→ **DATA LISTING**
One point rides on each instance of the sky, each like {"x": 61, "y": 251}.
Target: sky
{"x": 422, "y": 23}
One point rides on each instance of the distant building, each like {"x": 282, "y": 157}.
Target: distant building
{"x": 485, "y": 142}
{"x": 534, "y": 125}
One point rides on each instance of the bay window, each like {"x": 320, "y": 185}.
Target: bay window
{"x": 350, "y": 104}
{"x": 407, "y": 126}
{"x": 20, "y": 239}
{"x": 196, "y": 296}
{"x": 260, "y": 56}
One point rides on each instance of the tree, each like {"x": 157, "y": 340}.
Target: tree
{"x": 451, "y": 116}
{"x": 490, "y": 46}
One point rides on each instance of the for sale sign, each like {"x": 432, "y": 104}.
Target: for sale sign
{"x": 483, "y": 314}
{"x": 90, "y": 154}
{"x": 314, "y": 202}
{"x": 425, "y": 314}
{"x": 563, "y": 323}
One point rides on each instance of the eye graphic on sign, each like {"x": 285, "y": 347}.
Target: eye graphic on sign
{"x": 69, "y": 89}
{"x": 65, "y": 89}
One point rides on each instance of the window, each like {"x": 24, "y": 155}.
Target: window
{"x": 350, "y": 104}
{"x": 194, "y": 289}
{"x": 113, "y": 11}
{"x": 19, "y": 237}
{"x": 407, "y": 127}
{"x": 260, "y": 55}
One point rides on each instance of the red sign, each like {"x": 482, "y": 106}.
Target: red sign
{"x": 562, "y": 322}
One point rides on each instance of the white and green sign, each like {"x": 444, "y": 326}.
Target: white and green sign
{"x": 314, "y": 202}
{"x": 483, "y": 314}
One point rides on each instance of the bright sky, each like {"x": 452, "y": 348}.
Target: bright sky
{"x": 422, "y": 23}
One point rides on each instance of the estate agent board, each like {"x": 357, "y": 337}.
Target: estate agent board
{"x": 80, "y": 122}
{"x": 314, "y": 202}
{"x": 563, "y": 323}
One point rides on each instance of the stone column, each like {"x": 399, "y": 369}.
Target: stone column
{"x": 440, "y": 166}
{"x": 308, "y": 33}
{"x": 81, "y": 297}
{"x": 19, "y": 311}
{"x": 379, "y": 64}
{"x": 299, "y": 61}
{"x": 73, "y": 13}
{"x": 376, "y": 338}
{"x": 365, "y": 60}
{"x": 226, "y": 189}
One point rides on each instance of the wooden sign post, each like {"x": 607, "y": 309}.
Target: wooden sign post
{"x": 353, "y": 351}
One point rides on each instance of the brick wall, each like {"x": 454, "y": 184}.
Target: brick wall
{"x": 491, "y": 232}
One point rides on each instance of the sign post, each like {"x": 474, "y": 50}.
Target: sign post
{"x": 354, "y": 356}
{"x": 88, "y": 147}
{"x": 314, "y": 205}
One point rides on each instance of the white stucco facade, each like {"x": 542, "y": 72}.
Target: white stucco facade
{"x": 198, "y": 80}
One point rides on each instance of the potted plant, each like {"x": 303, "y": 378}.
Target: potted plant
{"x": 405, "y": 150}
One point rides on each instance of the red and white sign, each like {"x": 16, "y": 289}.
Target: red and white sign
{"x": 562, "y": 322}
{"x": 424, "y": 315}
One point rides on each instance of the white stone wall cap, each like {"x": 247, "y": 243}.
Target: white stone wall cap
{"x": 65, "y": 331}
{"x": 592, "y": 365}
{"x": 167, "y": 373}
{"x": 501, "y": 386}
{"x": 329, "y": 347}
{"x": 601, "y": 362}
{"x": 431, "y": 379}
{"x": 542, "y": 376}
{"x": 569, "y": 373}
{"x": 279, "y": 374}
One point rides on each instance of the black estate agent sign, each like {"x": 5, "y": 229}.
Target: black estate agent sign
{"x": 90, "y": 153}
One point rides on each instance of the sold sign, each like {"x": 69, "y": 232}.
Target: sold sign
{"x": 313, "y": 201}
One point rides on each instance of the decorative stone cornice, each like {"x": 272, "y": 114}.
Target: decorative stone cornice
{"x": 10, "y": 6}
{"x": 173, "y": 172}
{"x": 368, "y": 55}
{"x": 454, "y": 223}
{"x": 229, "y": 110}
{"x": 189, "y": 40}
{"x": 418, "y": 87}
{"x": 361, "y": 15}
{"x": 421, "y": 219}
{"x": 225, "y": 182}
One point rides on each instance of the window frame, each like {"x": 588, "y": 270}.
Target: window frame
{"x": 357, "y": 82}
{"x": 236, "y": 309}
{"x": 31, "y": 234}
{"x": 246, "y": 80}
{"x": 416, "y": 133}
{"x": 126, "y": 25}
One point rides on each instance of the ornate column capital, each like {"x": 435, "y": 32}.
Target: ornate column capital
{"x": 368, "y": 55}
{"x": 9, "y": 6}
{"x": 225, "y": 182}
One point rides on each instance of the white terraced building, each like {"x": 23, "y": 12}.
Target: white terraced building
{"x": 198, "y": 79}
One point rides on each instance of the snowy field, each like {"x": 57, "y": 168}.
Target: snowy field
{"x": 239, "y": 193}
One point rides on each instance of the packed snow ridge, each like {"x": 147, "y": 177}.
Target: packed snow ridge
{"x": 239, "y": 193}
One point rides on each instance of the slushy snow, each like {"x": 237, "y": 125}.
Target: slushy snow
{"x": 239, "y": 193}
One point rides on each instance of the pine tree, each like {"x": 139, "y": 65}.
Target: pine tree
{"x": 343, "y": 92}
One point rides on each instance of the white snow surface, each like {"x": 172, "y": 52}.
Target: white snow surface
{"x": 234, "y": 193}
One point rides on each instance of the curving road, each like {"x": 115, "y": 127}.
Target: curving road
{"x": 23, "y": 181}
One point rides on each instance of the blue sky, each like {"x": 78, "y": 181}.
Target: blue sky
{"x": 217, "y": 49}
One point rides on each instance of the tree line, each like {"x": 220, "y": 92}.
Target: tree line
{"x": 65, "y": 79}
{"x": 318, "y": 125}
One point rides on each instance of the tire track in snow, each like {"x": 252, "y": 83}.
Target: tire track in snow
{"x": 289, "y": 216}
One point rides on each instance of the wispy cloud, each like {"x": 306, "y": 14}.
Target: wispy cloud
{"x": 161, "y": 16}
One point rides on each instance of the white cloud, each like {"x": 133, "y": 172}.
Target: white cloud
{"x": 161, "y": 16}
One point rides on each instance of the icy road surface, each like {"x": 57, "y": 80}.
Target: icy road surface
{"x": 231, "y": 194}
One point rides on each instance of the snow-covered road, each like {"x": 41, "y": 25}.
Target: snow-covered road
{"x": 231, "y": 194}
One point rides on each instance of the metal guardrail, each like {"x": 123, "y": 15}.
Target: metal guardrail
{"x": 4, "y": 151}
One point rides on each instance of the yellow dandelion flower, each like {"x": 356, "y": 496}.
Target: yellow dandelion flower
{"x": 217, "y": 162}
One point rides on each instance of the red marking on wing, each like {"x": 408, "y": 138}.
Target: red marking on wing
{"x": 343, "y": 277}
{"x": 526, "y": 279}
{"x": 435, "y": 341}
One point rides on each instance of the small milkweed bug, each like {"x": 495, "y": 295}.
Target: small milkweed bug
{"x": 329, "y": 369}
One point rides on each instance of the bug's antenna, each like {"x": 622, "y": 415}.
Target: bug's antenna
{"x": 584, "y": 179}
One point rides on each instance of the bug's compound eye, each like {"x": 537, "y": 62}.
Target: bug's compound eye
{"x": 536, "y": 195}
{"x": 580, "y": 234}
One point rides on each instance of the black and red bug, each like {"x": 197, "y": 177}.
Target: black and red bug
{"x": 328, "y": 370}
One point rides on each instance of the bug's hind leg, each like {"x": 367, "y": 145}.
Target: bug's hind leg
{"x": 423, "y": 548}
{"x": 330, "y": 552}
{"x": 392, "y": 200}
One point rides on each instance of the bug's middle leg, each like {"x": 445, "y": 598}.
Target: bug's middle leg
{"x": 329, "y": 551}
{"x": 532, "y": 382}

→ **JOB**
Copy out every line from the one containing "One point rides on each instance of the tire" to the end of the material, both ends included.

→ **THE COMPLETED TASK**
One point rides on each instance of the tire track in snow, each like {"x": 252, "y": 83}.
Target: tire track in snow
{"x": 289, "y": 216}
One point rides on each instance of the wispy cloud, each like {"x": 306, "y": 14}.
Target: wispy cloud
{"x": 161, "y": 16}
One point rides on each instance of the white cloud, each like {"x": 133, "y": 172}.
Target: white cloud
{"x": 161, "y": 16}
One point rides on each instance of the icy road surface, each like {"x": 57, "y": 80}.
Target: icy road surface
{"x": 231, "y": 194}
One point rides on each instance of the snow-covered road, each like {"x": 41, "y": 25}.
Target: snow-covered road
{"x": 231, "y": 194}
One point rides on each instance of the metal guardrail, each like {"x": 123, "y": 15}.
Target: metal guardrail
{"x": 4, "y": 151}
One point rides on each instance of the yellow dandelion flower, each like {"x": 356, "y": 496}.
Target: yellow dandelion flower
{"x": 217, "y": 162}
One point rides on each instance of the red marking on wing, each like {"x": 408, "y": 138}.
Target: red marking on wing
{"x": 343, "y": 277}
{"x": 526, "y": 279}
{"x": 435, "y": 341}
One point rides on each instance of the small milkweed bug, each like {"x": 495, "y": 295}.
Target: small milkweed bug
{"x": 329, "y": 369}
One point rides on each instance of the bug's antenna, each like {"x": 622, "y": 415}.
Target: bug's antenna
{"x": 584, "y": 179}
One point rides on each instance of the bug's compound eye, each like {"x": 537, "y": 62}.
Target: bug's compound eye
{"x": 536, "y": 195}
{"x": 580, "y": 234}
One point rides on each instance of the black and red bug, each like {"x": 197, "y": 177}.
Target: black and red bug
{"x": 328, "y": 370}
One point rides on each instance of the bug's hind leg, each like {"x": 367, "y": 145}.
Target: bug's hind leg
{"x": 423, "y": 548}
{"x": 330, "y": 552}
{"x": 392, "y": 200}
One point rides on each instance of the bug's middle leg, each like {"x": 445, "y": 598}.
Target: bug's middle leg
{"x": 329, "y": 551}
{"x": 532, "y": 382}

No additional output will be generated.